__Job__: Write out every entry below word for word, but leave out the pictures.

============

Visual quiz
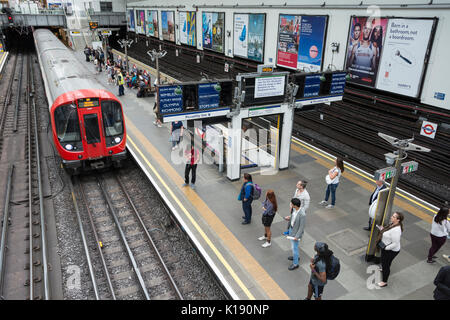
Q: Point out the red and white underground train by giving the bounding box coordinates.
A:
[34,29,127,174]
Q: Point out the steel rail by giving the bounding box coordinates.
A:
[13,54,25,132]
[114,174,184,300]
[75,177,116,300]
[30,56,50,300]
[0,164,14,300]
[95,175,150,300]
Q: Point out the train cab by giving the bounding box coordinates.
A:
[51,89,126,174]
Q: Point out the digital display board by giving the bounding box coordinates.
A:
[202,12,225,53]
[277,14,328,72]
[233,13,266,62]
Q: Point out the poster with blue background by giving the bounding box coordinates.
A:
[297,16,327,72]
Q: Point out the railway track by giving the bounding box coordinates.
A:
[69,172,183,300]
[0,49,50,300]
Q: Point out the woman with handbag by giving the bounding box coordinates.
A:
[377,212,405,288]
[319,157,344,209]
[258,189,278,248]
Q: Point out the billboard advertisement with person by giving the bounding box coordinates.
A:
[345,17,388,87]
[376,19,434,97]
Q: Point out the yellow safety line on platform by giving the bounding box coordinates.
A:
[125,117,289,300]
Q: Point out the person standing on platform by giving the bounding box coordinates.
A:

============

__Exercise output__:
Visual quiz
Q: Point out the red and white underground train by giving the bounding box coordinates.
A:
[34,29,127,174]
Q: Point out the steel rail by giving the bounding box coordinates.
A:
[13,54,25,132]
[114,174,184,300]
[75,177,116,300]
[30,56,50,300]
[0,164,14,300]
[95,175,150,300]
Q: Point out the train cab by giving the bounding box coordinates.
A:
[51,89,126,174]
Q: Point out the digital display board by giving the bounding box coordinates.
A:
[202,12,225,53]
[277,14,328,72]
[233,13,266,62]
Q: Point out the poster with blue background by giving the bounding box coordinates.
A:
[297,16,327,72]
Q: Point out the railway track by giving the bounding box coordinates.
A:
[69,172,183,300]
[0,49,50,300]
Q: Point out the woman with handbag by giving the bounding box coordinates.
A:
[377,212,405,288]
[319,157,344,209]
[258,189,278,248]
Q: Point out the billboard advertisement with person by giving the bounding box coordinates.
A:
[345,17,388,87]
[376,19,434,97]
Q: Point out the yellow safety line on platform by giving the bounding box coordinates.
A:
[125,117,289,300]
Q: Point out the person standing on platform by giving the bounding box coordinates.
A:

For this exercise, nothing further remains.